> _WHAT TO PRODUCE_:
Lines before the one containing "Please segment the <item>white" are left out; copy that line and every later line through the end of the data exactly.

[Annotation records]

—————

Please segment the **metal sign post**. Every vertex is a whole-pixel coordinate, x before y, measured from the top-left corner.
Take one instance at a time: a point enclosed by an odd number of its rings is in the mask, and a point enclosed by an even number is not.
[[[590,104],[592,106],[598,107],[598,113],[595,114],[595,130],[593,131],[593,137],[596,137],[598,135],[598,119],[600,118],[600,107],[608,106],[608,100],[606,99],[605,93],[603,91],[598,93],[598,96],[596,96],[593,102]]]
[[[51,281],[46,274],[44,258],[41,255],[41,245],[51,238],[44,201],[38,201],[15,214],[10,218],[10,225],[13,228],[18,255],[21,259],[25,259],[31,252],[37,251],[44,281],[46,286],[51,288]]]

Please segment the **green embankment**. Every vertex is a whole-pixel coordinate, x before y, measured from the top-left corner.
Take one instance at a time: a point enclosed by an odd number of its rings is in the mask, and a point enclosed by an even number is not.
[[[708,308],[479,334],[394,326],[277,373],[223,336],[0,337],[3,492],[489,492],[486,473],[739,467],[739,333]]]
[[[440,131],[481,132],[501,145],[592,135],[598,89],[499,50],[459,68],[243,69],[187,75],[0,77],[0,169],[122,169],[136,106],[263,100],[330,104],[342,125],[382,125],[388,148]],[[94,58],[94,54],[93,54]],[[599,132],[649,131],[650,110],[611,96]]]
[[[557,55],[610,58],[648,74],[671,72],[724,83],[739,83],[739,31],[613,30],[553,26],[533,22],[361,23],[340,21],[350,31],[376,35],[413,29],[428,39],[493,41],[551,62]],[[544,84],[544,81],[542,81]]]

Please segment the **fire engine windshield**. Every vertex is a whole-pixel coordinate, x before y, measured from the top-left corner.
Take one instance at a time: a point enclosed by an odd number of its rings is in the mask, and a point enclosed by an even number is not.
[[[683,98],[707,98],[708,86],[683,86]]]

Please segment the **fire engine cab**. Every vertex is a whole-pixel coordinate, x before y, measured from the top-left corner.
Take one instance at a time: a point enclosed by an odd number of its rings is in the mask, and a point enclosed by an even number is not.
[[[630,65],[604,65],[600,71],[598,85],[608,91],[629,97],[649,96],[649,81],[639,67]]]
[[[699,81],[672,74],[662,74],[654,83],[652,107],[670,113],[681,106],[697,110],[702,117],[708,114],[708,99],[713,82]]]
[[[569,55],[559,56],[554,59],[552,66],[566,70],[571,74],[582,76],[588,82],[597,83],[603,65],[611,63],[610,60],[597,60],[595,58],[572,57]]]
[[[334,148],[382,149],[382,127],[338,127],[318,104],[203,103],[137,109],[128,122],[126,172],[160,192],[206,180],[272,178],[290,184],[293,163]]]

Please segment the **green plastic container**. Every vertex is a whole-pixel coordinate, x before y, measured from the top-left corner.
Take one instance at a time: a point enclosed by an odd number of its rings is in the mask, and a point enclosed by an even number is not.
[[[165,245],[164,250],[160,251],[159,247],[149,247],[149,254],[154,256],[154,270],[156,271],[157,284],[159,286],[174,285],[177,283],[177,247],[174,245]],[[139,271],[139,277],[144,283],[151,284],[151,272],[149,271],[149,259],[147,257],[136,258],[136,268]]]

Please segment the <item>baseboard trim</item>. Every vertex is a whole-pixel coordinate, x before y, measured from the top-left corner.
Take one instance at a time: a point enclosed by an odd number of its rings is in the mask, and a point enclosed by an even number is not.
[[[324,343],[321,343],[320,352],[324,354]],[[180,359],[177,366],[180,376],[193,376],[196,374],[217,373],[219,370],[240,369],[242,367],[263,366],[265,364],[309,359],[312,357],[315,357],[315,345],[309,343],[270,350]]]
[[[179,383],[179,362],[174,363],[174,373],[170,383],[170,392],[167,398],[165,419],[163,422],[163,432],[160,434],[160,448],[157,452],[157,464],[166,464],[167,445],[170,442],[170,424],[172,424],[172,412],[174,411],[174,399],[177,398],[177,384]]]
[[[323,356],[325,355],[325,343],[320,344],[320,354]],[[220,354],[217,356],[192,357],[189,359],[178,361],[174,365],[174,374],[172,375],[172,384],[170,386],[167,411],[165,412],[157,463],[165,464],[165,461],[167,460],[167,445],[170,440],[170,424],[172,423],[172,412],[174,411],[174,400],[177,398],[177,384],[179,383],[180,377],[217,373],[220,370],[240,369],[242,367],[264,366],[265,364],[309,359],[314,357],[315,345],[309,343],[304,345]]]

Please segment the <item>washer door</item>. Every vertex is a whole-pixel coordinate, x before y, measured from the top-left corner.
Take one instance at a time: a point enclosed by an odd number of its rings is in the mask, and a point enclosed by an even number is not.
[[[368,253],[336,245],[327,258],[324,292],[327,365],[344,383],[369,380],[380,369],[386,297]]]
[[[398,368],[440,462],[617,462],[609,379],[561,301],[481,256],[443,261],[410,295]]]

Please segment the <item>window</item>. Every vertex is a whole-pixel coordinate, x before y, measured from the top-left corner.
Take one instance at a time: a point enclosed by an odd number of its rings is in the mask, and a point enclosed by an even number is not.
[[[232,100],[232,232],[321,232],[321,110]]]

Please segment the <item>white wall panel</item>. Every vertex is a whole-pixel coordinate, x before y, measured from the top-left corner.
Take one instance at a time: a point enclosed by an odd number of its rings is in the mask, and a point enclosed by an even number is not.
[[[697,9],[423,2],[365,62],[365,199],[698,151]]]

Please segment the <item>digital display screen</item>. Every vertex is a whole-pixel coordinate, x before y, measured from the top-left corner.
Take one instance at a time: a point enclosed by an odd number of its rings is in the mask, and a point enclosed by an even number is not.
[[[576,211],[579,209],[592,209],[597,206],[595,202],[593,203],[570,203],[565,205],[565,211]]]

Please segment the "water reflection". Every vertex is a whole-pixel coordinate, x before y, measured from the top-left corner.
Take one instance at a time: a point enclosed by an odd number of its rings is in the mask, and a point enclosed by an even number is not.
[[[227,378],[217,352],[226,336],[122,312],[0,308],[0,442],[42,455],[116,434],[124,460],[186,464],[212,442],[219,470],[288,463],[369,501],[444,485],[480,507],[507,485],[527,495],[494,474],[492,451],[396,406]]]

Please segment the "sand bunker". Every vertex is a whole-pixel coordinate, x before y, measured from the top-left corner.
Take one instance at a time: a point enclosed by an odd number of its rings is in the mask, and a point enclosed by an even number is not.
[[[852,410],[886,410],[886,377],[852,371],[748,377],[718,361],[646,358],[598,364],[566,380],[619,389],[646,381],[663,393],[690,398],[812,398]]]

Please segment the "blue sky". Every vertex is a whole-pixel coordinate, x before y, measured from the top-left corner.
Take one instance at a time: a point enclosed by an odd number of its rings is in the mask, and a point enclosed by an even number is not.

—————

> _EXERCISE RESPONSE_:
Please segment the <item>white wall panel</item>. Every vertex is a whole-pixel coordinate, x before y, measured from the top-left corner.
Take one instance at a time: a point enclosed by an odd number of its rings is in the mask, and a point enclosed by an even number is not.
[[[697,9],[423,2],[365,62],[365,199],[698,151]]]

Please segment the <item>digital display screen</item>. Every vertex is a whole-pixel coordinate, x before y, measured from the top-left corner.
Take one instance at a time: a point enclosed by an odd number of its rings is in the mask, and a point enclosed by an even number is not.
[[[576,211],[579,209],[592,209],[597,206],[595,202],[593,203],[570,203],[565,205],[565,211]]]

Please segment the "water reflection". Every vertex is a whole-pixel coordinate, x before y, measured from the top-left corner.
Take one instance at a time: a point enclosed by an odd number of its rings is in the mask, and a point enclosed by an even number is not.
[[[227,378],[217,352],[226,336],[122,312],[0,308],[0,442],[42,455],[116,434],[124,460],[186,464],[212,442],[219,470],[288,463],[369,501],[444,485],[480,507],[507,485],[527,495],[494,474],[492,451],[396,406]]]

Please segment the "sand bunker". Every vertex is a whole-pixel coordinate, x before y, measured from the top-left corner.
Take one instance at a time: a point enclosed by an odd number of its rings is in the mask, and a point enclosed by an even number is not.
[[[852,410],[886,410],[886,377],[852,371],[748,377],[718,361],[646,358],[598,364],[566,380],[619,389],[646,381],[663,393],[690,398],[812,398]]]

Please segment the "blue sky". Every vertex is a whole-pixel coordinate, x before y, measured from the top-left corner.
Take one instance at a time: a point enclosed by an odd number of its rings is in the mask, and a point enclosed by an even number is not.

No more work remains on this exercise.